## Texte source
La conversation alors l’a conduit à dire qu’il s’était souvent arrêté et avait réfléchi maintes fois sur le concours singulier des circonstances secondaires qui avaient amené sa prodigieuse carrière.

« 1° Si mon père, disait-il, qui est mort avant quarante ans, eût vécu, il eût été nommé député de la noblesse de Corse à l’Assemblée constituante. Il tenait fort à la noblesse et à l’aristocratie ; d’un autre côté, il était très chaud dans les idées généreuses et libérales ; il eût donc été ou tout à fait du côté droit ; ou au moins dans la minorité de la noblesse. Dans tous les cas, quelles qu’eussent été mes opinions personnelles, j’aurais suivi sa trace, et voilà ma carrière entièrement dérangée et perdue.

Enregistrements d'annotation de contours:
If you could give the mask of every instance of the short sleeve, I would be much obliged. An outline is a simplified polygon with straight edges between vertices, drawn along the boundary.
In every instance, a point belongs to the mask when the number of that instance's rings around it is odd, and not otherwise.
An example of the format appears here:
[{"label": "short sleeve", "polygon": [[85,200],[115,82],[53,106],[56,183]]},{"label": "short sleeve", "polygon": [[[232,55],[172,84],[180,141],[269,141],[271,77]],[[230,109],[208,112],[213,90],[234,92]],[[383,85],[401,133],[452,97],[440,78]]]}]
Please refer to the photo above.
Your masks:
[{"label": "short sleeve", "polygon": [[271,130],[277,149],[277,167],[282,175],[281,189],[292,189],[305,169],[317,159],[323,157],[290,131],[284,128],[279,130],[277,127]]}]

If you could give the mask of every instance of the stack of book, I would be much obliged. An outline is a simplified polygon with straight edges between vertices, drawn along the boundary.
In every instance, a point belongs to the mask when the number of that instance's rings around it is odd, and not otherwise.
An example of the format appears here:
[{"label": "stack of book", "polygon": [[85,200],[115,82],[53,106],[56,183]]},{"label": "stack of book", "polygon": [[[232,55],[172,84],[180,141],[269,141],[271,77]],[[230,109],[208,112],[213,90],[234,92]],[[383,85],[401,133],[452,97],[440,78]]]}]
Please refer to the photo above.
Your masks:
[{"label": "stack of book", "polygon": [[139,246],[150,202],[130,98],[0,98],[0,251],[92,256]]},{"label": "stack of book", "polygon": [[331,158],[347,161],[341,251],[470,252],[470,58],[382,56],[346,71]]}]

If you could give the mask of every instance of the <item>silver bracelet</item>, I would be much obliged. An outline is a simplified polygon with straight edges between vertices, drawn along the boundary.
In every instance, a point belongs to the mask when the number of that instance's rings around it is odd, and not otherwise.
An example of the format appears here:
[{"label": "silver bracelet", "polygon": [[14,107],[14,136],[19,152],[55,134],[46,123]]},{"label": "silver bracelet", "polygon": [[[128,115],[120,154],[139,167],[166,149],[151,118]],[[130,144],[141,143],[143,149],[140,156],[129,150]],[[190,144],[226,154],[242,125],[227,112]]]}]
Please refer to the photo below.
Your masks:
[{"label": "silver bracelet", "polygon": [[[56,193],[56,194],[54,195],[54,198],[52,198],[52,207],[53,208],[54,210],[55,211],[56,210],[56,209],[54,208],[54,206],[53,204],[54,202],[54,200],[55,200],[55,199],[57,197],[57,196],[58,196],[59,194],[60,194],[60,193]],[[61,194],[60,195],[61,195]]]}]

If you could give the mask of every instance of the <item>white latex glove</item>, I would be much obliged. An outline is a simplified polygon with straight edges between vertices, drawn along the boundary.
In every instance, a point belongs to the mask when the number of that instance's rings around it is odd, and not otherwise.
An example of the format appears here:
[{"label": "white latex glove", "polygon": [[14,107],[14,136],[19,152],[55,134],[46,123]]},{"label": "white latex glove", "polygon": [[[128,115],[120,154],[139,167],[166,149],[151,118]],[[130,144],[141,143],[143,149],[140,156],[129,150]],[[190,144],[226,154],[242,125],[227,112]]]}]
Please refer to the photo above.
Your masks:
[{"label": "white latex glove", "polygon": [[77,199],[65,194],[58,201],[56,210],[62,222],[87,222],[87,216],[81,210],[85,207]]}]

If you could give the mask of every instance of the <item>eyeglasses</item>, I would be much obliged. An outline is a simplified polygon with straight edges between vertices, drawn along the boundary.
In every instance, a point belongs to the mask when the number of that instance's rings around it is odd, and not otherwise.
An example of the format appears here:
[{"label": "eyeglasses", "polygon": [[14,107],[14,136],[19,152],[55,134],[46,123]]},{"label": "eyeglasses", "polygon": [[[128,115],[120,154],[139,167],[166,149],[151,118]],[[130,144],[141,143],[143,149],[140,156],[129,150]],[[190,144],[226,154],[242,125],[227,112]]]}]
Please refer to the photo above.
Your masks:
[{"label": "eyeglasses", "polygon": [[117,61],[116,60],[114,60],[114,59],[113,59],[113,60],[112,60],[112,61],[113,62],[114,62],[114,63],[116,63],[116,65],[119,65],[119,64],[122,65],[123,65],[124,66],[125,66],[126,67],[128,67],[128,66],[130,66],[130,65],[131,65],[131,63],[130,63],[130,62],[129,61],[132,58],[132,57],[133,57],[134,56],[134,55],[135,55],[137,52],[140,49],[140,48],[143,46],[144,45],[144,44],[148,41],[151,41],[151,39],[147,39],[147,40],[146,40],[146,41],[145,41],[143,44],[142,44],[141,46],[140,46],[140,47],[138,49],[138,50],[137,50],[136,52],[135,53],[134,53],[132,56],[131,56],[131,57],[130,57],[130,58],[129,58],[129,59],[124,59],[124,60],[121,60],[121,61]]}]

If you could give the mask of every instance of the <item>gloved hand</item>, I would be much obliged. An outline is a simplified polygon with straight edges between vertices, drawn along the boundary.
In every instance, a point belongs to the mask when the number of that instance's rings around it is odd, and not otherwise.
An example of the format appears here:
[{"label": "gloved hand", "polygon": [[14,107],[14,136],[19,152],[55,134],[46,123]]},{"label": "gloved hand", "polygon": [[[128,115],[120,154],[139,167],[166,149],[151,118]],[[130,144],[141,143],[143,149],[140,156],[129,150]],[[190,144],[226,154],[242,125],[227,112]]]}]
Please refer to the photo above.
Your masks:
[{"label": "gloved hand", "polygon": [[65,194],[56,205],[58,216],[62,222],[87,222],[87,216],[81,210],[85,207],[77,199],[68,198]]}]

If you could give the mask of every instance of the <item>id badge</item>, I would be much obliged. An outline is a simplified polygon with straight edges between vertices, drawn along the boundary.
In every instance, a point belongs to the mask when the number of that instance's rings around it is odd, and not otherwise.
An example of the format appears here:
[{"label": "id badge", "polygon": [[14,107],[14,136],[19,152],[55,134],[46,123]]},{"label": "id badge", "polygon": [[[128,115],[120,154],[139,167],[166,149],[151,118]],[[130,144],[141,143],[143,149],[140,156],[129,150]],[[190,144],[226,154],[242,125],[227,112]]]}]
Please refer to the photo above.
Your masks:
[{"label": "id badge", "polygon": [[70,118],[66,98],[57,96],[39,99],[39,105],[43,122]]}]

## Consigne
Reproduisez à l'identique, tiré du texte source, le passage qui s'ouvre sur les mots contenant « La conversation alors » et se termine par « sa prodigieuse carrière. ».

## Réponse attendue
La conversation alors l’a conduit à dire qu’il s’était souvent arrêté et avait réfléchi maintes fois sur le concours singulier des circonstances secondaires qui avaient amené sa prodigieuse carrière.